━━ Text excerpt ━━
# Oh rats! They swarmed today



## Callieslamb (Feb 27, 2007)

I have been gone from home for just over two weeks. We got home last night. First thing this morning, DS comes running in to tell me the bees are covering the yard. I looked and there was a huge mass of them flying all around. The landed on a nearby small tree and made that swarm ball. I had an extra brooder box, thankfully all ready with frames and foundation. I managed to 'catch' them by laying the box on the ground and shaking the branch very hard rght in front of it. (I am so glad I read that book from the library about the family that went around catching swarms!!!) Watching them march into the box was fascinating! I had DS suit up so he could watch too. He was underwhelmed...I had to do a make-shift bottom board and cover. 

A week before I left, I added a honey super per my mentor's directions. It is too bad I didn't check my hive before I left home. I had no idea they would fill up to the point of over crowding in that short of amount of time. It's a good thing my DH supports all my ventures because the cost of now 2 hives hasn't been cheap! 

Evidently, this hive has been progressing just fine. However, I have yet to see even one bee in my garden! I think I will move this second hive closer to the garden and orchard since I am easily able to mow even right in front of it. I was a tad worried about that part.

Will the older hive be okay? Do I need to do anything to it? There are still pleny of bees in there - not an enormous amount, but more than when the hive arrived. Do I need to put syrup in the new hive for them for a while?


----------



## jlxian (Feb 14, 2005)

Sounds just like our bees over the weekend. Main hive had TONS of bees flying all around outside it, then whoosh they swarmed into a nearby tree. DH scooped them into a bucket and put them into a spare hive we had ready. This is only the second swarm we have dealt with, the first didn't stick around (a year ago). Hopefully this year we will have better luck. I can't answer your questions, just wanted to share the similar experience.


----------



## OkieDavid (Jan 15, 2007)

Sounds like your bees did just what bees do. The older hive will be just fine provided the victorious virgin queen is able to successfully mate.....nothing you can do at this point. Check back in about a month and see if you have eggs/larvae in that hive. Keep in mind the hive often swarms just after the swarm cell queens are capped so you've got the incubation time and a week or two for mating.


----------



## Iddee (Sep 25, 2005)

There is no reason to move the hive closer to the blooms. Just watch your garden at different times of the day. They are covering all blooms within a thousand yards of the hive.
━━━
━━ Data shown ━━
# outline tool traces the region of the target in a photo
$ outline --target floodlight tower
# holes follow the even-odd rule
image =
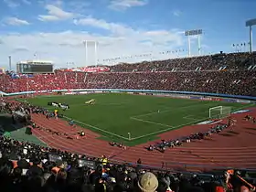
━━━
▶ Exercise details
Can you extract everything from "## OkieDavid (Jan" down to "two for mating." in the bee swarm thread, word for word?

▶ Written solution
## OkieDavid (Jan 15, 2007)

Sounds like your bees did just what bees do. The older hive will be just fine provided the victorious virgin queen is able to successfully mate.....nothing you can do at this point. Check back in about a month and see if you have eggs/larvae in that hive. Keep in mind the hive often swarms just after the swarm cell queens are capped so you've got the incubation time and a week or two for mating.